_What to produce_.
Down to the last line below, give the listing again exactly.

_The data_.
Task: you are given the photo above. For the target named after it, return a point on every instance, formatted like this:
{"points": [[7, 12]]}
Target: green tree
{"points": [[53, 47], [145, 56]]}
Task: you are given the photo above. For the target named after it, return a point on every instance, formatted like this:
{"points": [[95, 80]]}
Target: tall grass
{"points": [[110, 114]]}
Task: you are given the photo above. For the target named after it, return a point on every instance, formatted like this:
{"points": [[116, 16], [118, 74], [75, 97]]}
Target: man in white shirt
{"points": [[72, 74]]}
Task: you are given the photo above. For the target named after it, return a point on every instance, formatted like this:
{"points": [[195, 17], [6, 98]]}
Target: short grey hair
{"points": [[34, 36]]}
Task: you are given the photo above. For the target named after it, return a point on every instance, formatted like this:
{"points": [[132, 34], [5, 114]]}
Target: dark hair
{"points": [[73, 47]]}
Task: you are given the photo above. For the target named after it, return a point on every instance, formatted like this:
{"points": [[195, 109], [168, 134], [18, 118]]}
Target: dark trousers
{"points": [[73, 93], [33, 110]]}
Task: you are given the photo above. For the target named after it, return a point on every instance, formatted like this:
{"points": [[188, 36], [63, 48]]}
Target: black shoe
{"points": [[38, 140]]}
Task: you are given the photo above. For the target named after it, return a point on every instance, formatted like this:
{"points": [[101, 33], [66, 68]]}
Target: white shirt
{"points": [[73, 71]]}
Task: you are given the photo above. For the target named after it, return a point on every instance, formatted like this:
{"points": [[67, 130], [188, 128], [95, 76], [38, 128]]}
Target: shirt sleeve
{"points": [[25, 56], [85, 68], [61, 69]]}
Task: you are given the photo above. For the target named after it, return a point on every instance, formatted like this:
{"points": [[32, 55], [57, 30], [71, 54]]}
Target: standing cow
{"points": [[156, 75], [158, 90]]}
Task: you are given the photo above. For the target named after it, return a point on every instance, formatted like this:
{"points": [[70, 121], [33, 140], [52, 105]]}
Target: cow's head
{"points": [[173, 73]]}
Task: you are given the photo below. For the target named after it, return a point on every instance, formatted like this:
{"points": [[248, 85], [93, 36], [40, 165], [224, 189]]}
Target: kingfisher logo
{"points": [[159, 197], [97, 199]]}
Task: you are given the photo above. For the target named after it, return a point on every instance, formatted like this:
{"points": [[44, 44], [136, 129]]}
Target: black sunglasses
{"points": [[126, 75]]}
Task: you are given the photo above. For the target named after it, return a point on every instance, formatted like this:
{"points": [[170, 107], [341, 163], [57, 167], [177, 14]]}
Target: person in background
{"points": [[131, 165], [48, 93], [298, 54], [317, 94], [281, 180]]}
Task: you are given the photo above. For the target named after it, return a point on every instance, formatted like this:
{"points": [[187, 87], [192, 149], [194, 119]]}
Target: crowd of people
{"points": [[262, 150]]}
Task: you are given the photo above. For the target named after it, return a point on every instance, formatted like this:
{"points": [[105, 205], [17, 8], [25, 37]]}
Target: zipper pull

_Result of the task_.
Task: you are given the photo above. For the target named after it, return a point on every instance, formatted like this:
{"points": [[7, 12]]}
Target: green tree
{"points": [[53, 47], [145, 56]]}
Task: you are given the photo above. For the target named after it, return a point on every instance, formatted like this:
{"points": [[95, 80]]}
Target: tall grass
{"points": [[110, 114]]}
Task: you are given the photo above. For the target named after it, return a point on every instance, formatted like this:
{"points": [[116, 16], [118, 74], [75, 97]]}
Target: man in white shirt
{"points": [[72, 74]]}
Task: you are given the photo above. For the target named after it, return a point on every instance, formatted like this:
{"points": [[195, 17], [6, 98]]}
Target: short grey hair
{"points": [[34, 36]]}
Task: you are given the photo above. For the target named after it, return a point on every instance, formatted like this:
{"points": [[132, 34], [5, 114]]}
Target: dark hair
{"points": [[73, 47]]}
Task: you are given the photo above. For the target named after it, return a point on every instance, formatted like this:
{"points": [[195, 109], [168, 134], [18, 118]]}
Target: dark trousers
{"points": [[73, 93], [33, 110]]}
Task: you are given the photo above. For the target named after it, return a point on every instance, formatted like this:
{"points": [[188, 36], [63, 48]]}
Target: black shoe
{"points": [[38, 140]]}
Task: you are given the photo above. For the target named after it, return a point on every instance, formatted like this:
{"points": [[101, 33], [66, 68]]}
Target: white shirt
{"points": [[73, 71]]}
Task: you are given the photo above. For the target named after it, return a point on every instance, formatted like this:
{"points": [[67, 130], [188, 128], [95, 76], [38, 128]]}
Target: shirt sleeve
{"points": [[25, 56], [85, 68], [61, 69]]}
Task: you are given the photo above. For the target named after it, return a point on every instance, formatted like this:
{"points": [[32, 55], [57, 30], [71, 54]]}
Target: standing cow
{"points": [[156, 75], [158, 90]]}
Task: you are given the photo above. For the target named after it, return a point on every instance, formatted like this:
{"points": [[70, 121], [33, 140], [52, 105]]}
Target: cow's head
{"points": [[173, 73]]}
Task: you are given the photo below. For the target named after it, return a point on every instance, formatted like this:
{"points": [[248, 85], [93, 36], [40, 165], [224, 189]]}
Target: kingfisher logo
{"points": [[159, 197], [97, 199]]}
Task: you are given the photo above. For the target named after it, return a point on every instance, formatted like this:
{"points": [[44, 44], [136, 129]]}
Target: black sunglasses
{"points": [[126, 75]]}
Task: you are given the photo above. For the target named after it, return a point on every instance, formatted like this:
{"points": [[170, 107], [341, 163], [57, 167], [177, 14]]}
Target: person in background
{"points": [[131, 165], [48, 93], [298, 54], [317, 94], [281, 180]]}
Task: you are given the photo above. For the target named after it, return a point on every instance, formatted like this:
{"points": [[187, 87], [192, 149], [194, 119]]}
Target: crowd of people
{"points": [[262, 150]]}
Task: you are given the photo above. For the target named after it, return a point on every instance, formatted like this:
{"points": [[105, 205], [17, 8], [25, 37]]}
Target: zipper pull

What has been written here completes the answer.